## What needs to be done
Produce a faithful copy of every record below, without the pictures.

Records excerpted from a collection:
---------------

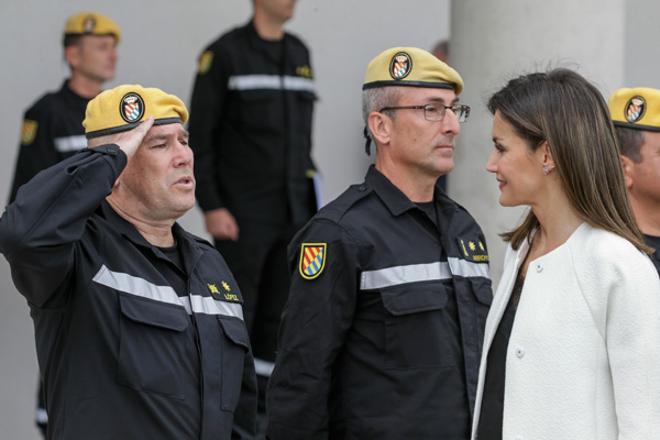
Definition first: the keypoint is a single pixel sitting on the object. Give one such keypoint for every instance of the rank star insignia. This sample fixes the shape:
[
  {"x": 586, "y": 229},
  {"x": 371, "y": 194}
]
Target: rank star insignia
[
  {"x": 28, "y": 131},
  {"x": 312, "y": 260},
  {"x": 204, "y": 62},
  {"x": 473, "y": 250}
]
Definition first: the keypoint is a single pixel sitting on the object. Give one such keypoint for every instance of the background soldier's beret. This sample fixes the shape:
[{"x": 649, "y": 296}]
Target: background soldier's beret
[
  {"x": 122, "y": 108},
  {"x": 636, "y": 108},
  {"x": 410, "y": 66},
  {"x": 91, "y": 23}
]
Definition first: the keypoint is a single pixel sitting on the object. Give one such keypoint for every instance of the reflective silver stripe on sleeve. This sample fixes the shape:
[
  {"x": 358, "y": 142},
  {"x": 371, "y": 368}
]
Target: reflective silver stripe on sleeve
[
  {"x": 67, "y": 144},
  {"x": 136, "y": 286},
  {"x": 299, "y": 84},
  {"x": 270, "y": 82},
  {"x": 468, "y": 269},
  {"x": 41, "y": 416},
  {"x": 140, "y": 287},
  {"x": 414, "y": 273},
  {"x": 393, "y": 276}
]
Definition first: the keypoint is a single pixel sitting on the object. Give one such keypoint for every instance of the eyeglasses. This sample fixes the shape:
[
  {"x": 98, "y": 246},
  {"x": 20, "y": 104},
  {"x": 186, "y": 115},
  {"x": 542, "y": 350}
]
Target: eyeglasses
[{"x": 436, "y": 112}]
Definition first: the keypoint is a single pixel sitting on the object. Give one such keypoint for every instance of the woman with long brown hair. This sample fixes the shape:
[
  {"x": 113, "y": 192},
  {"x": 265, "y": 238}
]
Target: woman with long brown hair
[{"x": 572, "y": 341}]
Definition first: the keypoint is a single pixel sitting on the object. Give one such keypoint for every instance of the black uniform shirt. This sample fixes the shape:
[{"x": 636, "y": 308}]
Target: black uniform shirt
[
  {"x": 52, "y": 131},
  {"x": 654, "y": 242},
  {"x": 368, "y": 347},
  {"x": 127, "y": 351},
  {"x": 251, "y": 128}
]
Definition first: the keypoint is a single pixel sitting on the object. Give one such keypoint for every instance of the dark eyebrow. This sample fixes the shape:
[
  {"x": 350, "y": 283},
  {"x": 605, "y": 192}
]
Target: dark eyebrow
[
  {"x": 156, "y": 138},
  {"x": 441, "y": 100}
]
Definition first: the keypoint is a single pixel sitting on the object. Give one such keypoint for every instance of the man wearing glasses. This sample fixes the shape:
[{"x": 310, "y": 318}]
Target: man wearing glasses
[{"x": 382, "y": 333}]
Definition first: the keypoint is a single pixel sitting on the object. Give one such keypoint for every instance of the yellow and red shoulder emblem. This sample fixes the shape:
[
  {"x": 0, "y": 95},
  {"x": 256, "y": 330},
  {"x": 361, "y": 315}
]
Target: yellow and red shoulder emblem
[
  {"x": 312, "y": 259},
  {"x": 28, "y": 131}
]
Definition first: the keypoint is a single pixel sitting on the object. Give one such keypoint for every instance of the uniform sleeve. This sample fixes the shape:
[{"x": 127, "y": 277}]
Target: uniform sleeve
[
  {"x": 36, "y": 151},
  {"x": 245, "y": 415},
  {"x": 633, "y": 347},
  {"x": 207, "y": 109},
  {"x": 39, "y": 230},
  {"x": 314, "y": 325}
]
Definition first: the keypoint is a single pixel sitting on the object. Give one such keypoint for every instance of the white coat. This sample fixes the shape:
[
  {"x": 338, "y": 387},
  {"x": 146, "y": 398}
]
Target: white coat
[{"x": 583, "y": 360}]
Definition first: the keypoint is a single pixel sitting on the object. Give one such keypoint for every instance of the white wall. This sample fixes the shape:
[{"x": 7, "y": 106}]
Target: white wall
[{"x": 160, "y": 44}]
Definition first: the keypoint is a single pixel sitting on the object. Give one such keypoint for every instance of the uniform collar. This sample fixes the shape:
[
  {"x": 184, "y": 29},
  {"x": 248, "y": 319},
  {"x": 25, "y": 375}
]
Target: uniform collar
[
  {"x": 191, "y": 249},
  {"x": 395, "y": 200}
]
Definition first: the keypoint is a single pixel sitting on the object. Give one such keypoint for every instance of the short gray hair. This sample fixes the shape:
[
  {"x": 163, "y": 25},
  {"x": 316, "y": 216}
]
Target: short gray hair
[{"x": 375, "y": 99}]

---------------

## Solution to this task
Definition first: the keypoint is a single pixel sitting on the object. Give one such keypoint for every instance of the rank star insignia. This sample fixes the shape:
[
  {"x": 586, "y": 229},
  {"x": 371, "y": 194}
]
Target: rank star insignia
[
  {"x": 28, "y": 131},
  {"x": 312, "y": 260},
  {"x": 204, "y": 62},
  {"x": 473, "y": 250}
]
Definition first: the keypoint is a single pixel sitting on the object. Give one such keypoint for every instance of the background soldier's beret. This sample fixes the shape:
[{"x": 649, "y": 296}]
Target: background soldier's beret
[
  {"x": 122, "y": 108},
  {"x": 636, "y": 108},
  {"x": 410, "y": 66},
  {"x": 91, "y": 23}
]
Definition first: the keypoint is a single pixel sitting on the object. Give one such keypoint for every instance of the reflective silver stripe on sleeve. This sample fixes the shape:
[
  {"x": 358, "y": 142},
  {"x": 371, "y": 368}
]
Target: reflective silver stripe on sleeve
[
  {"x": 67, "y": 144},
  {"x": 136, "y": 286},
  {"x": 299, "y": 84},
  {"x": 270, "y": 82},
  {"x": 468, "y": 269},
  {"x": 41, "y": 416},
  {"x": 140, "y": 287},
  {"x": 414, "y": 273},
  {"x": 393, "y": 276}
]
Definition first: the keypoint is a single pixel sitting on the object. Give one such keypoint for every instance of the eyeglasses. This sample fixes the shape:
[
  {"x": 98, "y": 246},
  {"x": 20, "y": 104},
  {"x": 186, "y": 115},
  {"x": 542, "y": 350}
]
Target: eyeglasses
[{"x": 436, "y": 112}]
Definition first: the keypoint is a single pixel sitting on the object. Give one such keypoint for every instance of the woman with long brown hair. This sample fixes the shape:
[
  {"x": 113, "y": 192},
  {"x": 265, "y": 238}
]
Target: woman with long brown hair
[{"x": 572, "y": 341}]
Definition first: the keypoint is a single pixel sitting on the object. Give one such keypoint for every instance of the black uniform shirt. This sample fixes the shape:
[{"x": 636, "y": 308}]
Target: black uniform shirt
[
  {"x": 52, "y": 131},
  {"x": 654, "y": 242},
  {"x": 368, "y": 347},
  {"x": 127, "y": 351},
  {"x": 251, "y": 128}
]
Definition first: the keypoint is a single pixel sitting on the object. Give one such keypoint for every instance of the dark eyebrow. This sample fixes the shape:
[
  {"x": 350, "y": 283},
  {"x": 605, "y": 192}
]
Target: dark eyebrow
[
  {"x": 156, "y": 138},
  {"x": 441, "y": 100}
]
Definition first: the keypoint is a single pixel sitting on the object. Give one such keypoint for every instance of the man wearing glasses. This sample fixes the shape:
[{"x": 310, "y": 318}]
Target: man wearing glasses
[{"x": 382, "y": 333}]
Definition first: the keypoint is a single pixel sitting on the object. Give one such keypoint for every instance of the yellow and red shoulder emblem. This sample fixes the shape:
[
  {"x": 0, "y": 95},
  {"x": 256, "y": 330},
  {"x": 361, "y": 315}
]
Target: yellow and red shoulder emblem
[
  {"x": 312, "y": 259},
  {"x": 28, "y": 131}
]
Definition first: the keypoint is a single pixel sitting on the object. Give one such keypoint for every instance of the uniform sleeve. This sample fixes the shape:
[{"x": 127, "y": 277}]
Target: uniform sleeve
[
  {"x": 36, "y": 151},
  {"x": 245, "y": 415},
  {"x": 633, "y": 347},
  {"x": 207, "y": 109},
  {"x": 39, "y": 230},
  {"x": 314, "y": 325}
]
Definition first: the keypoint is a single pixel sitting on the object. Give one such keypoint for every instance of the white coat. This sample fixes the shape:
[
  {"x": 338, "y": 387},
  {"x": 146, "y": 398}
]
Target: white coat
[{"x": 583, "y": 360}]
Definition first: the keypoint is a single pixel sitting on the object. Give one such keypoint for every instance of the white wall. This sample fixes the shape:
[{"x": 7, "y": 106}]
Target: white wall
[{"x": 160, "y": 44}]
Definition first: the keypoint is a single pixel sitting on the object. Give one such keypoint for every instance of the uniform collar. This sample fixes the shape:
[
  {"x": 184, "y": 29},
  {"x": 248, "y": 319},
  {"x": 25, "y": 375}
]
Target: uniform collar
[
  {"x": 191, "y": 249},
  {"x": 395, "y": 200}
]
Definition first: the keypoint is a single pixel sitting on the object. Give one such keypoint for every instance of the short gray hair. This sample fixes the shape:
[
  {"x": 163, "y": 25},
  {"x": 316, "y": 216}
]
Target: short gray hair
[{"x": 375, "y": 99}]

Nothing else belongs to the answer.